— EXERCISE DESCRIPTION —
Put every line of the entries below into a numbered list, skipping any blank lines and leaving out the pictures.

··· THE DATA ···

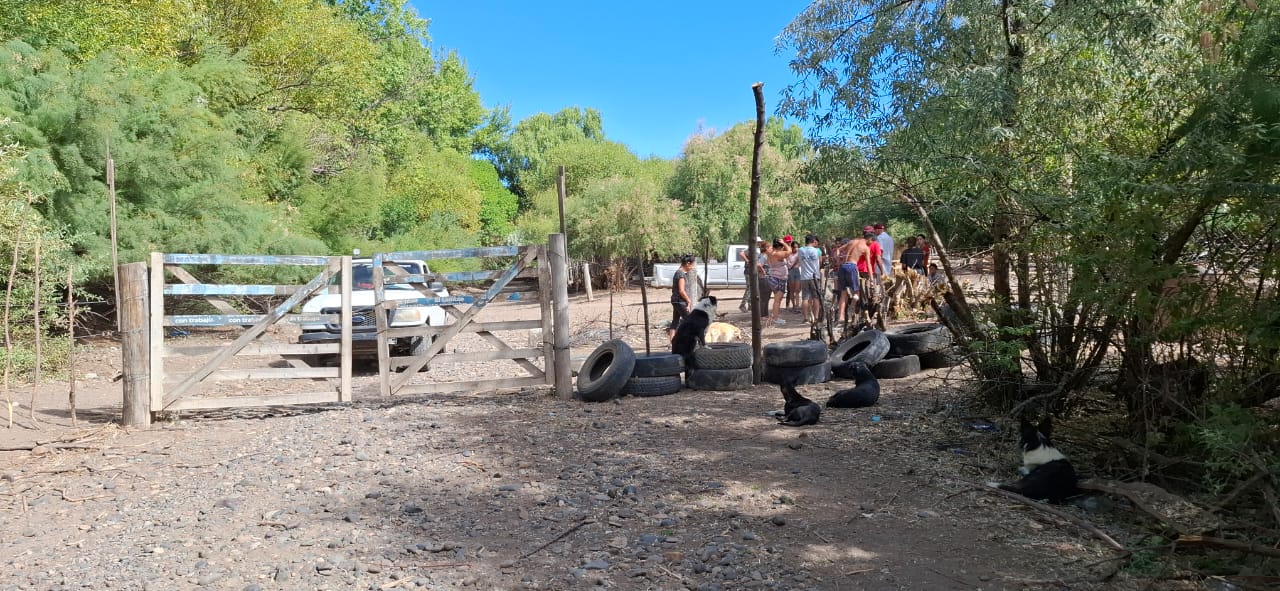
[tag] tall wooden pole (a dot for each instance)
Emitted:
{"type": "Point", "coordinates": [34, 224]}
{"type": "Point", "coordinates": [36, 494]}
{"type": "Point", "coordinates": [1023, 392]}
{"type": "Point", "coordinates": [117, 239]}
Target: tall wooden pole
{"type": "Point", "coordinates": [558, 260]}
{"type": "Point", "coordinates": [35, 375]}
{"type": "Point", "coordinates": [560, 196]}
{"type": "Point", "coordinates": [71, 335]}
{"type": "Point", "coordinates": [135, 344]}
{"type": "Point", "coordinates": [115, 243]}
{"type": "Point", "coordinates": [644, 303]}
{"type": "Point", "coordinates": [754, 230]}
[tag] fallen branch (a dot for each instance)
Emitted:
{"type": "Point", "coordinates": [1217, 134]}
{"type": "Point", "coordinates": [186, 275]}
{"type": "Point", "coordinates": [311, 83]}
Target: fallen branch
{"type": "Point", "coordinates": [68, 499]}
{"type": "Point", "coordinates": [1229, 545]}
{"type": "Point", "coordinates": [571, 530]}
{"type": "Point", "coordinates": [1166, 508]}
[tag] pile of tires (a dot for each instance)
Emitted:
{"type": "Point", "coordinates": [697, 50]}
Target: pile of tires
{"type": "Point", "coordinates": [721, 367]}
{"type": "Point", "coordinates": [606, 371]}
{"type": "Point", "coordinates": [796, 362]}
{"type": "Point", "coordinates": [914, 348]}
{"type": "Point", "coordinates": [656, 375]}
{"type": "Point", "coordinates": [867, 348]}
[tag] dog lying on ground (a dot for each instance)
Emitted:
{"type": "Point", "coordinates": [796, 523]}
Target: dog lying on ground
{"type": "Point", "coordinates": [691, 331]}
{"type": "Point", "coordinates": [798, 409]}
{"type": "Point", "coordinates": [864, 393]}
{"type": "Point", "coordinates": [723, 333]}
{"type": "Point", "coordinates": [1047, 475]}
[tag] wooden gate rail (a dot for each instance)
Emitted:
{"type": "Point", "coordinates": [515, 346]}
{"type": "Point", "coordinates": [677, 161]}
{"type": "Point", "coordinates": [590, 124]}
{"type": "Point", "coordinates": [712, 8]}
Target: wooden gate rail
{"type": "Point", "coordinates": [179, 394]}
{"type": "Point", "coordinates": [464, 320]}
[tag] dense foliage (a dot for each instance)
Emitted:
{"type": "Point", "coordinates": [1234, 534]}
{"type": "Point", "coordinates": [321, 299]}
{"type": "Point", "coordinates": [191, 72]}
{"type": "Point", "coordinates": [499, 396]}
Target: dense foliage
{"type": "Point", "coordinates": [1120, 159]}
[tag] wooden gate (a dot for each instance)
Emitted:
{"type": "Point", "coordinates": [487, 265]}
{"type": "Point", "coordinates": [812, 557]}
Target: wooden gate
{"type": "Point", "coordinates": [530, 264]}
{"type": "Point", "coordinates": [177, 392]}
{"type": "Point", "coordinates": [535, 271]}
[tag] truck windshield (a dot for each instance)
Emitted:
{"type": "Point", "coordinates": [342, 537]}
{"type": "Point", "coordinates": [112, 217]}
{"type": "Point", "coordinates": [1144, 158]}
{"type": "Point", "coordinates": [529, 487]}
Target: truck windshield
{"type": "Point", "coordinates": [362, 275]}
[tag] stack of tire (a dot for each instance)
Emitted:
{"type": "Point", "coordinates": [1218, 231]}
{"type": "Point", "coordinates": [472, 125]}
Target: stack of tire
{"type": "Point", "coordinates": [914, 348]}
{"type": "Point", "coordinates": [796, 362]}
{"type": "Point", "coordinates": [868, 348]}
{"type": "Point", "coordinates": [615, 370]}
{"type": "Point", "coordinates": [721, 367]}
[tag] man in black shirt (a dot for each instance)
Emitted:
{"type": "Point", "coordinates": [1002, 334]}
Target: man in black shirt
{"type": "Point", "coordinates": [680, 299]}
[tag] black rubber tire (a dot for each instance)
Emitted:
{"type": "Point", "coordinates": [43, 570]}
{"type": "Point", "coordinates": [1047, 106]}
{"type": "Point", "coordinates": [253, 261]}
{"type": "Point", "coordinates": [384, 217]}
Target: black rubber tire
{"type": "Point", "coordinates": [653, 386]}
{"type": "Point", "coordinates": [720, 380]}
{"type": "Point", "coordinates": [949, 315]}
{"type": "Point", "coordinates": [868, 347]}
{"type": "Point", "coordinates": [658, 365]}
{"type": "Point", "coordinates": [918, 338]}
{"type": "Point", "coordinates": [814, 374]}
{"type": "Point", "coordinates": [721, 356]}
{"type": "Point", "coordinates": [795, 353]}
{"type": "Point", "coordinates": [937, 360]}
{"type": "Point", "coordinates": [895, 367]}
{"type": "Point", "coordinates": [606, 371]}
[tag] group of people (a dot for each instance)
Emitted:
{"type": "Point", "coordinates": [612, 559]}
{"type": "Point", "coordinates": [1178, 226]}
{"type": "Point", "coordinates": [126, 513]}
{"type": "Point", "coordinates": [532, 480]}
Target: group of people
{"type": "Point", "coordinates": [791, 271]}
{"type": "Point", "coordinates": [794, 273]}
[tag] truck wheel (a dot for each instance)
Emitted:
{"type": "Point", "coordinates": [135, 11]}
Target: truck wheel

···

— SOLVED EXERCISE —
1. [tag] tall wooden pole (a dot for each instance)
2. Emitted:
3. {"type": "Point", "coordinates": [34, 224]}
4. {"type": "Point", "coordinates": [36, 494]}
5. {"type": "Point", "coordinates": [1023, 392]}
6. {"type": "Point", "coordinates": [117, 239]}
7. Target: tall wooden pole
8. {"type": "Point", "coordinates": [558, 260]}
9. {"type": "Point", "coordinates": [35, 375]}
10. {"type": "Point", "coordinates": [560, 196]}
11. {"type": "Point", "coordinates": [71, 335]}
12. {"type": "Point", "coordinates": [135, 344]}
13. {"type": "Point", "coordinates": [115, 243]}
14. {"type": "Point", "coordinates": [644, 303]}
15. {"type": "Point", "coordinates": [754, 230]}
16. [tag] fallen branch (a dot for each instance)
17. Emitted:
18. {"type": "Point", "coordinates": [1217, 134]}
19. {"type": "Point", "coordinates": [186, 275]}
20. {"type": "Point", "coordinates": [311, 83]}
21. Target: fallen branch
22. {"type": "Point", "coordinates": [68, 499]}
23. {"type": "Point", "coordinates": [1229, 545]}
24. {"type": "Point", "coordinates": [571, 530]}
25. {"type": "Point", "coordinates": [1166, 508]}
26. [tag] pile of tires (a dot for each instance)
27. Emitted:
28. {"type": "Point", "coordinates": [697, 50]}
29. Target: pile of tires
30. {"type": "Point", "coordinates": [721, 367]}
31. {"type": "Point", "coordinates": [606, 371]}
32. {"type": "Point", "coordinates": [796, 362]}
33. {"type": "Point", "coordinates": [914, 348]}
34. {"type": "Point", "coordinates": [656, 375]}
35. {"type": "Point", "coordinates": [867, 348]}
36. [tag] dog lying on ground (a dot for each instance)
37. Emitted:
38. {"type": "Point", "coordinates": [796, 523]}
39. Target: dog lying on ground
40. {"type": "Point", "coordinates": [691, 331]}
41. {"type": "Point", "coordinates": [798, 409]}
42. {"type": "Point", "coordinates": [864, 393]}
43. {"type": "Point", "coordinates": [723, 333]}
44. {"type": "Point", "coordinates": [1047, 475]}
45. [tag] wooden gate rail (a dot for each instance)
46. Emitted:
47. {"type": "Point", "coordinates": [515, 346]}
48. {"type": "Point", "coordinates": [677, 161]}
49. {"type": "Point", "coordinates": [590, 124]}
50. {"type": "Point", "coordinates": [712, 8]}
51. Target: wooden gate rail
52. {"type": "Point", "coordinates": [179, 394]}
53. {"type": "Point", "coordinates": [464, 320]}
54. [tag] dense foliage (a dot for each instance)
55. Emitted:
56. {"type": "Point", "coordinates": [1234, 534]}
57. {"type": "Point", "coordinates": [321, 299]}
58. {"type": "Point", "coordinates": [191, 72]}
59. {"type": "Point", "coordinates": [499, 396]}
60. Target: dense foliage
61. {"type": "Point", "coordinates": [1120, 159]}
62. [tag] wooden gate (a dot for each instance)
63. Emitted:
64. {"type": "Point", "coordinates": [487, 265]}
65. {"type": "Point", "coordinates": [812, 557]}
66. Target: wooden gate
67. {"type": "Point", "coordinates": [530, 264]}
68. {"type": "Point", "coordinates": [177, 392]}
69. {"type": "Point", "coordinates": [535, 271]}
70. [tag] truck windshield (a dot for each instance)
71. Emitted:
72. {"type": "Point", "coordinates": [342, 537]}
73. {"type": "Point", "coordinates": [112, 217]}
74. {"type": "Point", "coordinates": [1144, 158]}
75. {"type": "Point", "coordinates": [529, 487]}
76. Target: truck windshield
77. {"type": "Point", "coordinates": [362, 275]}
78. [tag] stack of tire (a dot for each instance)
79. Emitted:
80. {"type": "Point", "coordinates": [1218, 231]}
81. {"type": "Point", "coordinates": [472, 125]}
82. Target: stack of tire
83. {"type": "Point", "coordinates": [914, 348]}
84. {"type": "Point", "coordinates": [796, 362]}
85. {"type": "Point", "coordinates": [868, 348]}
86. {"type": "Point", "coordinates": [615, 370]}
87. {"type": "Point", "coordinates": [721, 367]}
88. [tag] man in black shirt (a dot for each instance)
89. Emitted:
90. {"type": "Point", "coordinates": [1002, 334]}
91. Target: man in black shirt
92. {"type": "Point", "coordinates": [680, 299]}
93. [tag] black rubber tire (a dot for each instance)
94. Emitted:
95. {"type": "Point", "coordinates": [43, 570]}
96. {"type": "Point", "coordinates": [1047, 106]}
97. {"type": "Point", "coordinates": [253, 261]}
98. {"type": "Point", "coordinates": [384, 217]}
99. Target: black rubber tire
100. {"type": "Point", "coordinates": [653, 386]}
101. {"type": "Point", "coordinates": [720, 380]}
102. {"type": "Point", "coordinates": [949, 315]}
103. {"type": "Point", "coordinates": [868, 347]}
104. {"type": "Point", "coordinates": [658, 365]}
105. {"type": "Point", "coordinates": [918, 338]}
106. {"type": "Point", "coordinates": [814, 374]}
107. {"type": "Point", "coordinates": [721, 356]}
108. {"type": "Point", "coordinates": [795, 353]}
109. {"type": "Point", "coordinates": [937, 360]}
110. {"type": "Point", "coordinates": [895, 367]}
111. {"type": "Point", "coordinates": [606, 371]}
112. [tag] group of people (a dot for each instance)
113. Emitted:
114. {"type": "Point", "coordinates": [612, 559]}
115. {"type": "Point", "coordinates": [1178, 226]}
116. {"type": "Point", "coordinates": [126, 513]}
117. {"type": "Point", "coordinates": [532, 480]}
118. Target: group of people
119. {"type": "Point", "coordinates": [791, 271]}
120. {"type": "Point", "coordinates": [794, 273]}
121. [tag] truck wheel (a dot for each instance)
122. Emitted:
123. {"type": "Point", "coordinates": [135, 11]}
124. Target: truck wheel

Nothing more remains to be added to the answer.